• _GIVEN PROBLEM_
Put every one of the lines below into a Markdown table with two columns, "Row" and "Line", giving each its row number and omitting blank lines.

-.-.-

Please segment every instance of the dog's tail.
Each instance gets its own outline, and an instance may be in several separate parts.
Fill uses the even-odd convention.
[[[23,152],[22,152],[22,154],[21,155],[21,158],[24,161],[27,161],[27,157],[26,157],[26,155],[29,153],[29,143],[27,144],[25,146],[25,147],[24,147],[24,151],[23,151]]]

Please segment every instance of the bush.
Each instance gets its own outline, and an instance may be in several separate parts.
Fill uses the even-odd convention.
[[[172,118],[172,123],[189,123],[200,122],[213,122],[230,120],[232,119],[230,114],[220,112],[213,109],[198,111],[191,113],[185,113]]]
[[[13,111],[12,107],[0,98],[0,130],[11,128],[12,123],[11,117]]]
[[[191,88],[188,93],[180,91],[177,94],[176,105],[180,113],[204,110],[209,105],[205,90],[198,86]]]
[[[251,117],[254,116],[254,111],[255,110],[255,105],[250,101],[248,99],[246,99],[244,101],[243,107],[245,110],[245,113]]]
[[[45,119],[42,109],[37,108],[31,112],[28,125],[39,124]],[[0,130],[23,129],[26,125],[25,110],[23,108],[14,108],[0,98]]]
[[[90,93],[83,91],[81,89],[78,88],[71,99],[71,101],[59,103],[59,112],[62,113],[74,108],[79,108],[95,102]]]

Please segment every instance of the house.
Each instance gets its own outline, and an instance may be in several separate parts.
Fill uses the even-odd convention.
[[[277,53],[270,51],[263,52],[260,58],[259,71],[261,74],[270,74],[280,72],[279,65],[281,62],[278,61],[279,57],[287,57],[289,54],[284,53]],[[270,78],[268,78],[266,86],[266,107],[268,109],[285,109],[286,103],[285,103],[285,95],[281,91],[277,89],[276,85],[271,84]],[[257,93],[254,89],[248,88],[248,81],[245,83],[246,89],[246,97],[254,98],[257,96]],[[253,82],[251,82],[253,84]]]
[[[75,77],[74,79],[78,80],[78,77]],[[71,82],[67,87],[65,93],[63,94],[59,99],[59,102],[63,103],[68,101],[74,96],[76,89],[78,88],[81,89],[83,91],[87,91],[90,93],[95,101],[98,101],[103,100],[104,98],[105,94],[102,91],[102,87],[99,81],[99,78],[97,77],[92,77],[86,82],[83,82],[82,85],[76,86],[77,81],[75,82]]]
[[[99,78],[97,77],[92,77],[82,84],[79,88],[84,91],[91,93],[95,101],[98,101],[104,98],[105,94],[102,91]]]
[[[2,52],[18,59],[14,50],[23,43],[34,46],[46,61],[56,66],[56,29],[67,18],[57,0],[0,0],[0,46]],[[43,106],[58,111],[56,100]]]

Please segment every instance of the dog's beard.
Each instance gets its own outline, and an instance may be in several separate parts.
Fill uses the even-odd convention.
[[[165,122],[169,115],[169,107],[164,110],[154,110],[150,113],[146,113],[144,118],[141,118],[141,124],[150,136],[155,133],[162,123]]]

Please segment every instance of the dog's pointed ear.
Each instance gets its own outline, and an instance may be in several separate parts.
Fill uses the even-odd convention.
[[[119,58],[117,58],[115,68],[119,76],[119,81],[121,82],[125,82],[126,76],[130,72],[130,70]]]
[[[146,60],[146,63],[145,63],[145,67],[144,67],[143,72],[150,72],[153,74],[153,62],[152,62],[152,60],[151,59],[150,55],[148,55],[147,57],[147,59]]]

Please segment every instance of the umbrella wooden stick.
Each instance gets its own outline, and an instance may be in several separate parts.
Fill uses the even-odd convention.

-.-.-

• _FINAL RESULT_
| Row | Line |
|---|---|
| 1 | Please segment every instance of the dog's tail. |
| 2 | Each instance gets its own outline, and an instance may be in several separate parts. |
| 3 | Fill uses the even-odd convention. |
| 4 | [[[23,152],[22,152],[22,154],[21,155],[21,158],[24,161],[27,161],[27,157],[26,157],[26,155],[29,153],[29,143],[27,144],[25,146],[25,147],[24,147],[24,151],[23,151]]] |
| 5 | Please segment every instance of the bush. |
| 6 | Each instance gets its own outline, and an instance may be in several separate parts. |
| 7 | Fill uses the even-odd convention. |
| 8 | [[[172,118],[172,123],[189,123],[200,122],[213,122],[230,120],[232,119],[230,114],[220,112],[213,109],[198,111],[191,113],[185,113]]] |
| 9 | [[[13,111],[12,107],[0,98],[0,130],[11,128],[12,123],[11,117]]] |
| 10 | [[[191,88],[188,93],[180,91],[177,94],[176,105],[180,113],[204,110],[209,105],[205,90],[198,86]]] |
| 11 | [[[251,117],[254,116],[254,111],[255,110],[255,105],[250,101],[248,99],[246,99],[244,101],[243,107],[245,110],[245,113]]] |
| 12 | [[[45,119],[42,109],[37,108],[31,112],[28,125],[39,124]],[[0,130],[23,129],[26,125],[25,110],[23,108],[14,108],[0,98]]] |
| 13 | [[[90,93],[83,91],[81,89],[78,88],[71,99],[71,101],[59,103],[59,112],[62,113],[74,108],[79,108],[95,102]]] |
| 14 | Please segment every instance of the house. |
| 15 | Each instance gets its own outline, and an instance may be in several separate parts. |
| 16 | Fill uses the even-odd convention. |
| 17 | [[[277,53],[270,51],[263,52],[260,58],[259,71],[261,74],[270,74],[280,72],[279,65],[281,62],[278,61],[279,57],[287,57],[289,54],[284,53]],[[270,78],[268,78],[266,86],[266,107],[268,109],[285,109],[286,103],[285,103],[285,95],[281,91],[277,89],[276,85],[271,84]],[[257,93],[254,89],[248,88],[248,81],[245,83],[246,89],[246,97],[254,98],[257,96]],[[253,82],[251,82],[253,84]]] |
| 18 | [[[75,77],[74,79],[78,80],[78,77]],[[71,82],[67,87],[65,93],[63,94],[59,99],[59,102],[63,103],[68,101],[74,96],[76,89],[78,88],[81,89],[83,91],[87,91],[90,93],[95,101],[98,101],[103,100],[104,98],[105,94],[102,91],[102,87],[99,81],[99,78],[97,77],[92,77],[86,82],[83,82],[82,85],[76,86],[77,81],[75,82]]] |
| 19 | [[[99,78],[97,77],[92,77],[82,84],[79,88],[84,91],[91,93],[95,101],[98,101],[104,98],[105,94],[102,91]]] |
| 20 | [[[2,52],[18,59],[14,50],[23,43],[34,46],[46,61],[56,66],[56,29],[67,18],[57,0],[0,0],[0,46]],[[43,106],[58,111],[56,100]]] |
| 21 | Please segment every instance of the dog's beard. |
| 22 | Each instance gets its own outline, and an instance may be in several separate parts. |
| 23 | Fill uses the even-odd convention. |
| 24 | [[[165,122],[169,115],[169,107],[164,110],[154,110],[150,113],[146,113],[144,118],[141,118],[141,124],[150,136],[155,133],[162,123]]] |
| 25 | Please segment every instance of the dog's pointed ear. |
| 26 | Each instance gets its own outline, and an instance may be in several separate parts. |
| 27 | Fill uses the even-odd convention. |
| 28 | [[[119,58],[117,58],[115,68],[119,76],[119,81],[121,82],[125,82],[126,76],[130,72],[130,70]]] |
| 29 | [[[146,60],[146,63],[145,63],[145,67],[144,67],[143,72],[150,72],[153,74],[153,62],[152,62],[152,60],[151,59],[150,55],[148,55],[147,57],[147,59]]] |
| 30 | Please segment every instance of the umbrella wooden stick. |
| 31 | Each instance gets its own outline, and an instance may be in several separate parts. |
| 32 | Fill uses the even-odd convention. |